> _Exercise objective_: This task calls for copying every line of the records that includes the word "could".
*** Begin section ***
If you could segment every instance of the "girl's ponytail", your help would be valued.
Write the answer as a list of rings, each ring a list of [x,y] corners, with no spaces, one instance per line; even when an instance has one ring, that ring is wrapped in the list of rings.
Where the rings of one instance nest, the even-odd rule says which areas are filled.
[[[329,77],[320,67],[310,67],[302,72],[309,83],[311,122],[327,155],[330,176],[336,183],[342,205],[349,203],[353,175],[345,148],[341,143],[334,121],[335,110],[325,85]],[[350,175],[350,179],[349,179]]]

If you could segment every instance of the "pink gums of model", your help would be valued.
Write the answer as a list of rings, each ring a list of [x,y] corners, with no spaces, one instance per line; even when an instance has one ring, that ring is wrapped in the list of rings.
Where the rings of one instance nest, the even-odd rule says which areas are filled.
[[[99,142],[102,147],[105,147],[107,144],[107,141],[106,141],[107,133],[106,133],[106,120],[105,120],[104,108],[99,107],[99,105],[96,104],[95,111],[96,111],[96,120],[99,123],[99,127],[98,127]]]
*** End section ***
> _Written answer_:
If you could segment every instance of the "girl's ponytail", your help would be valued.
If you could segment every instance of the "pink gums of model", your help would be valued.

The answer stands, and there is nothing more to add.